Extrait du texte >>

+ + +

1. M. et Mme A... sont propriétaires de plusieurs parcelles bâties, cadastrées nos 115, 269, 277 et 278, situées au lieudit " Le Bayard " à Thurins dans le département du Rhône, et closes par un mur en pierres. La commune de Thurins a procédé à des travaux d'élargissement de la voie communale, le chemin du Bayard, assurant l'accès au hameau " Le Bayard ". A l'occasion de ces travaux, le mur en pierres a été partiellement démoli et la nouvelle assiette de la voie publique empiète désormais sur la propriété de M. et Mme A.... Imputant les désordres subis à la commune de Thurins, M. et Mme A... ont saisi, le 20 décembre 2016, la commune d'une réclamation préalable indemnitaire qui a été rejetée implicitement. M. et Mme A... relèvent appel du jugement du 6 novembre 2018 en tant que le tribunal administratif de Lyon a limité à la somme de 4 553,04 euros le montant de la condamnation de la commune de Thurins en réparation des préjudices subis. Par la voie de l'appel incident, la commune de Thurins conclut à l'annulation du jugement du 6 novembre 2018 du tribunal administratif de Lyon et au rejet de la demande présentée par M. et Mme A... devant le tribunal administratif de Lyon.

Sur la constatation de l'emprise irrégulière :

2. Il résulte de l'instruction que, postérieurement aux travaux d'élargissement du chemin du Bayard réalisés par la communauté de communes des Vallons du Lyonnais en 1998, la commune de Thurins a fait réaliser, en octobre 2000, de nouveaux travaux tendant à améliorer la circulation sur le chemin du Bayard au droit de la propriété des époux A....

3. Il n'est pas contesté que ces travaux d'élargissement de la voirie, ainsi qu'en attestent les photographies produites, le courriel du maire de la commune de Thurins du 23 octobre 2013 et son courrier du 23 décembre 2014 ainsi que le projet d'arpentage, ont conduit à déposséder M. et Mme A... d'une bande de terrain des parcelles n° 115 et 277 et à démolir le mur clôturant leur propriété en vue d'élargir le chemin du Bayard afin d'améliorer les conditions de circulation. Par suite, et à défaut d'acquisition par une procédure administrative particulière, telle que, notamment, la procédure d'expropriation pour cause d'utilité publique, l'implantation irrégulière de l'ouvrage public, constitué par le chemin du Bayard, sur une portion de la parcelle appartenant à M. et Mme A... constitue une emprise irrégulière.

+ + +

Données fournies >>
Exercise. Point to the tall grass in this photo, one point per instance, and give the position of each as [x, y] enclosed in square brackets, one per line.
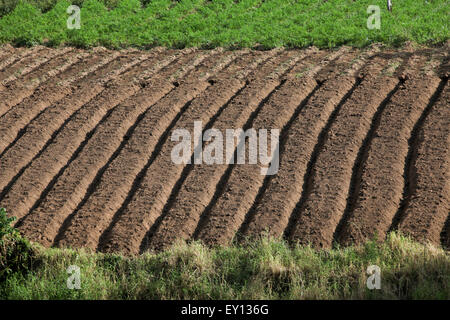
[265, 269]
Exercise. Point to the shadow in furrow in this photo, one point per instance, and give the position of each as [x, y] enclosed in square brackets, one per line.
[225, 177]
[283, 137]
[317, 149]
[186, 171]
[409, 174]
[361, 158]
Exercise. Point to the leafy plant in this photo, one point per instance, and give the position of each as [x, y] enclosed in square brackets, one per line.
[5, 226]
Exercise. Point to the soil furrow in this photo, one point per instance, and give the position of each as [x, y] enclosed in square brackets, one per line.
[15, 91]
[10, 55]
[56, 88]
[17, 64]
[227, 213]
[31, 182]
[47, 125]
[119, 177]
[46, 218]
[272, 211]
[428, 204]
[198, 188]
[162, 174]
[328, 176]
[379, 178]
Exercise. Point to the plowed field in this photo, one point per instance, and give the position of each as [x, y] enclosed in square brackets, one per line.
[85, 145]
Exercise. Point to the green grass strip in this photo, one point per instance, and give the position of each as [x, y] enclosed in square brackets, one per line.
[226, 23]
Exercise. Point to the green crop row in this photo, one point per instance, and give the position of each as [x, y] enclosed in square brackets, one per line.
[226, 23]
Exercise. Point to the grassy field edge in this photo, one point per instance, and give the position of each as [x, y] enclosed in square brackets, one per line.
[260, 269]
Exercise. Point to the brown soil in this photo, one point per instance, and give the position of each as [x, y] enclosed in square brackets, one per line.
[85, 145]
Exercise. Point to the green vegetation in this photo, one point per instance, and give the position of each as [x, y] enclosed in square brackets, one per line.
[227, 23]
[265, 269]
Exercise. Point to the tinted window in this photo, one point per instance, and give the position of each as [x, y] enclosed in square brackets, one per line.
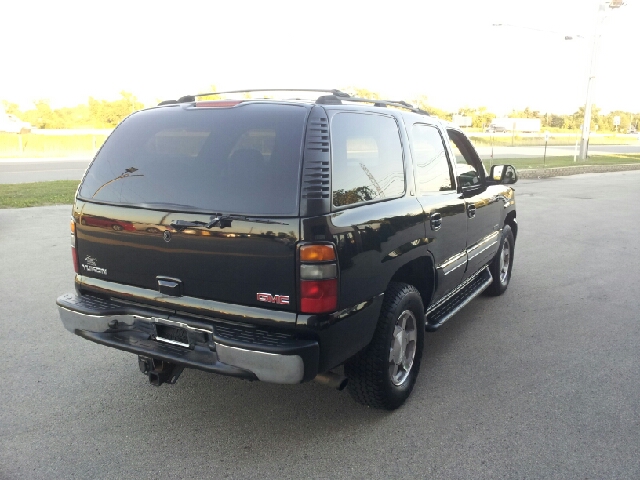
[468, 174]
[244, 160]
[367, 158]
[433, 173]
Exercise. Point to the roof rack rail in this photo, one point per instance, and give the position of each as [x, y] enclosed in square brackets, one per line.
[333, 100]
[192, 98]
[333, 91]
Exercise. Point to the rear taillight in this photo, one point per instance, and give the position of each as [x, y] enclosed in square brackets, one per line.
[318, 278]
[74, 255]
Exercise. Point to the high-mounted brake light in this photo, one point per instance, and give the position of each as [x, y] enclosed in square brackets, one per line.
[318, 278]
[74, 254]
[218, 103]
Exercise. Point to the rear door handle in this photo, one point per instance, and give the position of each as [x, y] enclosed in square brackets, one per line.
[436, 221]
[471, 210]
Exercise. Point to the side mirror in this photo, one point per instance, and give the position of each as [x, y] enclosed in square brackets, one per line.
[504, 174]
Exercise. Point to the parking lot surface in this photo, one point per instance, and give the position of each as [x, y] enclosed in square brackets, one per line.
[543, 382]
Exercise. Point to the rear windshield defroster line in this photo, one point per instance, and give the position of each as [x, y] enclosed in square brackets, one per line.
[244, 160]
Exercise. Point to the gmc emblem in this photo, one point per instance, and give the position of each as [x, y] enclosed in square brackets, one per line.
[267, 297]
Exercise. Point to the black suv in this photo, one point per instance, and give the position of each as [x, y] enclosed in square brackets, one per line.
[277, 240]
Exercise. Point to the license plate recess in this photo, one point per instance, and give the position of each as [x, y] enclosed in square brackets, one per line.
[171, 334]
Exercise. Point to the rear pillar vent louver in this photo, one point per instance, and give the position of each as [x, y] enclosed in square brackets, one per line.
[316, 176]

+ + +

Au point 3 de l'extrait du texte, quelles pièces attestent des effets des travaux d'élargissement sur la propriété de M. et Mme A... ? Citez-les toutes.

Résultat >>
- les photographies produites
- le courriel du maire de la commune de Thurins du 23 octobre 2013
- le courrier du maire du 23 décembre 2014
- le projet d'arpentage